[Object position labeling items]
•••••

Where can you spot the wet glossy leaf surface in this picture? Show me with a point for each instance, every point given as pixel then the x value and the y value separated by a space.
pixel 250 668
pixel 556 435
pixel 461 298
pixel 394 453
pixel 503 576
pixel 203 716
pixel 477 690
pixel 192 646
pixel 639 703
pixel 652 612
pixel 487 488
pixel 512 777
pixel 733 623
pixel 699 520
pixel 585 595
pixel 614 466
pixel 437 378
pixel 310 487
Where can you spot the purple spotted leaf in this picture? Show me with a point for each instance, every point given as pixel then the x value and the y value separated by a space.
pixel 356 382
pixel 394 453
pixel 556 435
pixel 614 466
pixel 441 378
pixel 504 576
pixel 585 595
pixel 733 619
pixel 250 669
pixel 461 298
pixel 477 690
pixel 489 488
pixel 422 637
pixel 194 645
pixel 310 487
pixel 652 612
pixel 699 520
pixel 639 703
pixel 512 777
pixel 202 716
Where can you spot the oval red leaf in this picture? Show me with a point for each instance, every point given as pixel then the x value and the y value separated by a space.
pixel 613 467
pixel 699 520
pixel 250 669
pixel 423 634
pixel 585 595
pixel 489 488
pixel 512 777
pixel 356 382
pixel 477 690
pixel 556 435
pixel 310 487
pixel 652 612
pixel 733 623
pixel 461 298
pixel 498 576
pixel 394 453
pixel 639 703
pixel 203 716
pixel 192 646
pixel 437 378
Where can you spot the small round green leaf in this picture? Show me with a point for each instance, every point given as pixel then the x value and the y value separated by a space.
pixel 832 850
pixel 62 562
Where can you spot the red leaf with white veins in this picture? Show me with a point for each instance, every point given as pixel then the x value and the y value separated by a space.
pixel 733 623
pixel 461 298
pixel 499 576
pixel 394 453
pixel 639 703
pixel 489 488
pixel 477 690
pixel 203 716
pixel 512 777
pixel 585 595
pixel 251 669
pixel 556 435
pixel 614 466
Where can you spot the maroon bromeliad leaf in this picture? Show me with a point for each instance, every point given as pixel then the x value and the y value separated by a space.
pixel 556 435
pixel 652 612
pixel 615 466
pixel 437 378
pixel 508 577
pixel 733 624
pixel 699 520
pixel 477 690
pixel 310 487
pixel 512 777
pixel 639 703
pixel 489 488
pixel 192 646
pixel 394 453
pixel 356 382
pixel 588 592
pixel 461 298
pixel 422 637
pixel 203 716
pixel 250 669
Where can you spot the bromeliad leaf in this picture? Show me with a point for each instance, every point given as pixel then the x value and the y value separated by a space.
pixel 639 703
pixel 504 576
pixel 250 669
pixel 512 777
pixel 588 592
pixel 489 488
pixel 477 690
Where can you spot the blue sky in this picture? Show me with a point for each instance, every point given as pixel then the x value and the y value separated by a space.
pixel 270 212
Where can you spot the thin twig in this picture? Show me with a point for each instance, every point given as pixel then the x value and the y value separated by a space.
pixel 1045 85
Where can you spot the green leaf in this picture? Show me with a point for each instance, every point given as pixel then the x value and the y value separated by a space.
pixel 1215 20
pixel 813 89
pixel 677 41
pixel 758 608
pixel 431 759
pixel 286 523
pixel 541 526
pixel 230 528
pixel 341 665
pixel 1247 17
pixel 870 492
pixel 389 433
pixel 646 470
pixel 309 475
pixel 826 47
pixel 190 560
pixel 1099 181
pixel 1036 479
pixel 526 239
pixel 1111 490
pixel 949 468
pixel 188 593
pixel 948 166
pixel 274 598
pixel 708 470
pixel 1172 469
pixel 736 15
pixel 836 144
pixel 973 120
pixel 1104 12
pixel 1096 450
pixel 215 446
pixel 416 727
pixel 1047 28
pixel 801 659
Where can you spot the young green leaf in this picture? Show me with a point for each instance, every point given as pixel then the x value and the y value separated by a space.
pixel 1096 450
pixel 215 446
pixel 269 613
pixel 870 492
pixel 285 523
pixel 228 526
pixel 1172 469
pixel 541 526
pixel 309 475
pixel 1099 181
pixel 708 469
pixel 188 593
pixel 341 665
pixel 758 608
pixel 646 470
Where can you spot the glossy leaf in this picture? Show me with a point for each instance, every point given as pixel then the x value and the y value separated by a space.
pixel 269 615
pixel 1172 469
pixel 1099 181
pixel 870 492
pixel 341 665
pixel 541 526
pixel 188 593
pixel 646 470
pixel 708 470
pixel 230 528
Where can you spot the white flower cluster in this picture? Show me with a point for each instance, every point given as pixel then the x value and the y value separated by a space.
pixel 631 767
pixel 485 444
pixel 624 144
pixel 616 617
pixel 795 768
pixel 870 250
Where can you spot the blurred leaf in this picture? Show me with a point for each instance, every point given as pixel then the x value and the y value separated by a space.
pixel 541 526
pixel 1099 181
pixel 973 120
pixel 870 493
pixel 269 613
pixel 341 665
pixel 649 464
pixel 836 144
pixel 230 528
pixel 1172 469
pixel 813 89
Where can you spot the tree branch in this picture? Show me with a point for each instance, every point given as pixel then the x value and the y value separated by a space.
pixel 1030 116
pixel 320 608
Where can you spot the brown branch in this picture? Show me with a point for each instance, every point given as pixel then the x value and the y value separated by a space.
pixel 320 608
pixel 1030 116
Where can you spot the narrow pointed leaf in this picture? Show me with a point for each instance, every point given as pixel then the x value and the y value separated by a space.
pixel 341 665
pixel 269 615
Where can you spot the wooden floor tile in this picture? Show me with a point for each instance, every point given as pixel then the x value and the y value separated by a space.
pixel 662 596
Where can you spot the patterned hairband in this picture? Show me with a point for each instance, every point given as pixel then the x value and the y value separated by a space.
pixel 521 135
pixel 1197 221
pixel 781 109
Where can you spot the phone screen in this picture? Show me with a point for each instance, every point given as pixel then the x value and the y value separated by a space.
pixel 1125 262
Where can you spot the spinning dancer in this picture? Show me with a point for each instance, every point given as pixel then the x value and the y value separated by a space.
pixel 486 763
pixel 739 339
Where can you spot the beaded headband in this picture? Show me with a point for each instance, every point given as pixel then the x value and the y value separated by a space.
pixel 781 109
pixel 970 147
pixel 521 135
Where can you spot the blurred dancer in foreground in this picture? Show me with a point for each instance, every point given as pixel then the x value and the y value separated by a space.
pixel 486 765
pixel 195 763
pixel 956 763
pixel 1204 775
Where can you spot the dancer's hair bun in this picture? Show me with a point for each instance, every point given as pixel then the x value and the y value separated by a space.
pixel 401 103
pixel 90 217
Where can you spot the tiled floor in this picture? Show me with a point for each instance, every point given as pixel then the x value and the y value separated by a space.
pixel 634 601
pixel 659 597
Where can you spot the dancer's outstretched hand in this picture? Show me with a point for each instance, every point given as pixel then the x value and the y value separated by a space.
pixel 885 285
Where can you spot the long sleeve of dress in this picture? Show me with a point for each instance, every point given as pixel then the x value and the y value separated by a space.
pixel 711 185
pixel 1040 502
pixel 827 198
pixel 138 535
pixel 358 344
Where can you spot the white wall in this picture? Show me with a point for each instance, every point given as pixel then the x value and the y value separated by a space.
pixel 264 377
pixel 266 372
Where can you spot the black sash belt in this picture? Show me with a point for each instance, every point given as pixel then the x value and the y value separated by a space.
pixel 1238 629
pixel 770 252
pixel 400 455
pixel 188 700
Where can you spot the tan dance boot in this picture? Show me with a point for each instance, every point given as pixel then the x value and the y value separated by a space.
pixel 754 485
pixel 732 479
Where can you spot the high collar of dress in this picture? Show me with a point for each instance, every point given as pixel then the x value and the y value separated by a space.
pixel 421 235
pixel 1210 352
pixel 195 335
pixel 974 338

•••••

**WORK TO BE COMPLETED**. Can you format the lines from the one containing "Where can you spot the green" through the one containing "pixel 870 250", both included, as a JSON list of strings, one string per line and blank lines omitted?

**THE ANSWER**.
[
  "Where can you spot the green leaf in this picture? Show me with a point for each instance, every point given as pixel then the x value and the y value separated by a space.",
  "pixel 1215 20",
  "pixel 813 89",
  "pixel 677 41",
  "pixel 758 608",
  "pixel 431 759",
  "pixel 286 523",
  "pixel 541 526",
  "pixel 230 528",
  "pixel 341 665",
  "pixel 1247 17",
  "pixel 870 492",
  "pixel 389 433",
  "pixel 646 470",
  "pixel 309 475",
  "pixel 826 47",
  "pixel 190 560",
  "pixel 1099 181",
  "pixel 1036 479",
  "pixel 526 239",
  "pixel 1111 490",
  "pixel 949 468",
  "pixel 188 593",
  "pixel 948 166",
  "pixel 274 598",
  "pixel 708 470",
  "pixel 1172 469",
  "pixel 736 15",
  "pixel 836 144",
  "pixel 973 120",
  "pixel 1104 12",
  "pixel 1096 450",
  "pixel 215 446",
  "pixel 416 727",
  "pixel 1047 28",
  "pixel 801 659",
  "Where can you spot the young green leaf in this picture? Show me with a point for each instance, every point given as pixel then the x value and the y value separated by a space.",
  "pixel 1096 450",
  "pixel 215 446",
  "pixel 269 613",
  "pixel 870 492",
  "pixel 285 523",
  "pixel 228 526",
  "pixel 1172 469",
  "pixel 541 526",
  "pixel 309 475",
  "pixel 1099 181",
  "pixel 708 469",
  "pixel 188 593",
  "pixel 341 665",
  "pixel 758 608",
  "pixel 646 470",
  "Where can you spot the glossy leaf in this picture? Show me with a point for each instance, every point given as pixel then the x value and the y value separated by a space.",
  "pixel 269 615",
  "pixel 1172 469",
  "pixel 1099 181",
  "pixel 870 492",
  "pixel 341 665",
  "pixel 541 526",
  "pixel 188 593",
  "pixel 646 470",
  "pixel 708 470",
  "pixel 230 528",
  "Where can you spot the white flower cluster in this picture? Show me with a point for each instance, every point given as pixel then the x value and the y value separated by a space.",
  "pixel 631 767",
  "pixel 485 444",
  "pixel 624 144",
  "pixel 616 617",
  "pixel 795 768",
  "pixel 870 250"
]